▶ **Prompt**
Pick out every line below that contains the word "drape", and copy each of those lines.

▶ **Exercise data**
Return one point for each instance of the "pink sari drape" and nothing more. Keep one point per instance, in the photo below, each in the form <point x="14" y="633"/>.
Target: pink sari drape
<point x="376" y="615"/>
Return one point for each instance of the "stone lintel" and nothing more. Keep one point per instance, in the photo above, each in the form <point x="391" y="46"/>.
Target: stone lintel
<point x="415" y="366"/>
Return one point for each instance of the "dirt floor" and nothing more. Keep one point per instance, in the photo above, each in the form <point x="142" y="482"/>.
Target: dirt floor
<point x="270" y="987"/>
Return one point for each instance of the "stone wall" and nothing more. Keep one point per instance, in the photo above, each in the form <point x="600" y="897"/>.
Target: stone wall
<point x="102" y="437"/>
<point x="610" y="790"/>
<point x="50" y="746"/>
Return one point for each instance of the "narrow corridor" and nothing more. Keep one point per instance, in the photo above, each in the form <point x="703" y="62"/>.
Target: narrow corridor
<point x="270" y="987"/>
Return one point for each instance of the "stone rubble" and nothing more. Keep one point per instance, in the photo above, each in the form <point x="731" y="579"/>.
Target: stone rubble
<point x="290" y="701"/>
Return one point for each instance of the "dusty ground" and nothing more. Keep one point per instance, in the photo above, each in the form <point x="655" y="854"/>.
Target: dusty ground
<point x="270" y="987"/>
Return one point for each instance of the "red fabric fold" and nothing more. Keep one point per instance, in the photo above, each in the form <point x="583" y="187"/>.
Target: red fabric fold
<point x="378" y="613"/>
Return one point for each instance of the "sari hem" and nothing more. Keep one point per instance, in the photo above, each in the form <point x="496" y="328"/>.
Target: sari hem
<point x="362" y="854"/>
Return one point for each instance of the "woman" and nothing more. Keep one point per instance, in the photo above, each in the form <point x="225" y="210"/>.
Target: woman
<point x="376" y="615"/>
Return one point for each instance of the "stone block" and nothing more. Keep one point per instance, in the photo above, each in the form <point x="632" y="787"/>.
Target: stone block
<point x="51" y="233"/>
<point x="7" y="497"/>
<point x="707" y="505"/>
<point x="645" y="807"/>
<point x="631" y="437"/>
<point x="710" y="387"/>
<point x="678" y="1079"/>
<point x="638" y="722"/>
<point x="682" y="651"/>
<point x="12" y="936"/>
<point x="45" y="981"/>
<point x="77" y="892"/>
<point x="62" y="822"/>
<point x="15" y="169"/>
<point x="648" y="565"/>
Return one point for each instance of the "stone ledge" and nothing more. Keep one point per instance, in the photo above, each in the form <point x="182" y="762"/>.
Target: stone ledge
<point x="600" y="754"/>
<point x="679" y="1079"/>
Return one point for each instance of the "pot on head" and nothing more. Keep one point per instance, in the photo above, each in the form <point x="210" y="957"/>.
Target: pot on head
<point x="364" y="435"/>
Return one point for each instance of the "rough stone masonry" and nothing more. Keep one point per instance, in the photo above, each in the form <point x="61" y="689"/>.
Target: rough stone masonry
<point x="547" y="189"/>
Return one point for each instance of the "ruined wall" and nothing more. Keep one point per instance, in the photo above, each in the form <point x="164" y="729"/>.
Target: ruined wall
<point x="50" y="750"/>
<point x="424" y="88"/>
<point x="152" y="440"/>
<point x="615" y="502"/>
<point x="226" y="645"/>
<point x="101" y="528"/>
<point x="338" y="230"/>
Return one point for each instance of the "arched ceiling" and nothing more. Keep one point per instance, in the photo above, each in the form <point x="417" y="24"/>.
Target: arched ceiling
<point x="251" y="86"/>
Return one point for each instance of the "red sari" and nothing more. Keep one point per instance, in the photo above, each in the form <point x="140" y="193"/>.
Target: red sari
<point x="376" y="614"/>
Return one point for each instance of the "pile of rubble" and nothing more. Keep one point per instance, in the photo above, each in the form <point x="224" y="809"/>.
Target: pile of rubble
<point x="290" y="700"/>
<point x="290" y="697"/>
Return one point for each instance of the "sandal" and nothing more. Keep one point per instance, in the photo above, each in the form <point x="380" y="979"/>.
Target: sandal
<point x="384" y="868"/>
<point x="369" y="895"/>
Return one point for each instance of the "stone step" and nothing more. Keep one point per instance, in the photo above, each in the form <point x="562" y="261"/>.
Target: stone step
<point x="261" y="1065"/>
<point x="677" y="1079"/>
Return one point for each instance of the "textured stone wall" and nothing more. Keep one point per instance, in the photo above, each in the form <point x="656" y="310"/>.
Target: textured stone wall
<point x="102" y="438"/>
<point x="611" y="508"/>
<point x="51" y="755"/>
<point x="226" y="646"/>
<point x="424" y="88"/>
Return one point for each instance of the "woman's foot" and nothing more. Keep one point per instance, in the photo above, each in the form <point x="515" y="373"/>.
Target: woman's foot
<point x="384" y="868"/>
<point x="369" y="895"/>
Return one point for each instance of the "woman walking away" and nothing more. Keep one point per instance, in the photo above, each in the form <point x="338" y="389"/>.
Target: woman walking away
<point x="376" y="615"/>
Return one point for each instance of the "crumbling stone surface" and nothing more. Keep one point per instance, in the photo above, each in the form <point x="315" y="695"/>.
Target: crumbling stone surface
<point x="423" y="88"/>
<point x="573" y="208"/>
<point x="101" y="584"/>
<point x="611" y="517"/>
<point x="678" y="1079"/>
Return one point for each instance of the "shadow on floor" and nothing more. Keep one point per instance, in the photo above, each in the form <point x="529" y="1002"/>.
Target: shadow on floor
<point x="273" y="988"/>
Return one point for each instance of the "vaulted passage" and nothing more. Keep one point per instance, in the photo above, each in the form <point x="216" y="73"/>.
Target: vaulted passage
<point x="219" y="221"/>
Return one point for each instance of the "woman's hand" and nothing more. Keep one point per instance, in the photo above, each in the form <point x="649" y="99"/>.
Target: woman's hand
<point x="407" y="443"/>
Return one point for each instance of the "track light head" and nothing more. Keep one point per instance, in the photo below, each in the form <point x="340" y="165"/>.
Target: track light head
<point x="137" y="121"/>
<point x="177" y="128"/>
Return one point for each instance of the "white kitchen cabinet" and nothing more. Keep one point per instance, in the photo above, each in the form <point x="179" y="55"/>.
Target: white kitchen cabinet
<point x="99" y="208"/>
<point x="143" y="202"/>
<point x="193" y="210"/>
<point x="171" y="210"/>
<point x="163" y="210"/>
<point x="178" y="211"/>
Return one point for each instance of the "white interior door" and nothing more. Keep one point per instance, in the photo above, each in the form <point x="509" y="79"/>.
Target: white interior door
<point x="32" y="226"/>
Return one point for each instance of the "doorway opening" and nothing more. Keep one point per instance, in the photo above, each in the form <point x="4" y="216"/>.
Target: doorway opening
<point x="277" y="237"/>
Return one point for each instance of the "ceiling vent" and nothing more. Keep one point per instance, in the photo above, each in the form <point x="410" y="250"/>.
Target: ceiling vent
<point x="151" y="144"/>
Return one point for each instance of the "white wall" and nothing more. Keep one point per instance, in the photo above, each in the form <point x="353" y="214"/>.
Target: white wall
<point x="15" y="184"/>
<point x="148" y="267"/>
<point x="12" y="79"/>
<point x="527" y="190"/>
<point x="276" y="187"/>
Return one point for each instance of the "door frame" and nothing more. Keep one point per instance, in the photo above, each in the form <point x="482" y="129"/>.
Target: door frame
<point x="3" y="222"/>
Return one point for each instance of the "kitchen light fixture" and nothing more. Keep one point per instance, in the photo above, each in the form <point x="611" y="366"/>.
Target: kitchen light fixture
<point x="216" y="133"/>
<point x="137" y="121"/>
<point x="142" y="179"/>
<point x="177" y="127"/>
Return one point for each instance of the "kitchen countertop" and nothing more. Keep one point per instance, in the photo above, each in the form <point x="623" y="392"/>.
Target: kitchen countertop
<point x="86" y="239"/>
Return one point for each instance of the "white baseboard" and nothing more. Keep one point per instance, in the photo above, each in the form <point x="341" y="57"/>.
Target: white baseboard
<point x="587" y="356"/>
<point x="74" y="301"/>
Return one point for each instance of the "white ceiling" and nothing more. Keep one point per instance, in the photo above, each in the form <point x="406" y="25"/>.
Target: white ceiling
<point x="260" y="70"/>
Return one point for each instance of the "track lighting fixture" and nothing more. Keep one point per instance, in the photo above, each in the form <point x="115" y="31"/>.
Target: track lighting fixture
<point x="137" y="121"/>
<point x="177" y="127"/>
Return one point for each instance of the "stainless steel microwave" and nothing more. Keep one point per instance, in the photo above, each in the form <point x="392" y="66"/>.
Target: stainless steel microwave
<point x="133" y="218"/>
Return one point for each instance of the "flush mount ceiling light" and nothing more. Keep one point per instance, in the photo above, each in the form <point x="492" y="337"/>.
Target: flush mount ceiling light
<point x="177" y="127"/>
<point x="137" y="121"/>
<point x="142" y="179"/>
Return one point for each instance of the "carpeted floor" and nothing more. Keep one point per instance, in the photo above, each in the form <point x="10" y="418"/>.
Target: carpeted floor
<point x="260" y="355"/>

▶ **Solution to this exercise**
Return one point for each instance of the "pink sari drape" and nothing more. Keep one point per instance, in the photo below, each in the form <point x="14" y="633"/>.
Target: pink sari drape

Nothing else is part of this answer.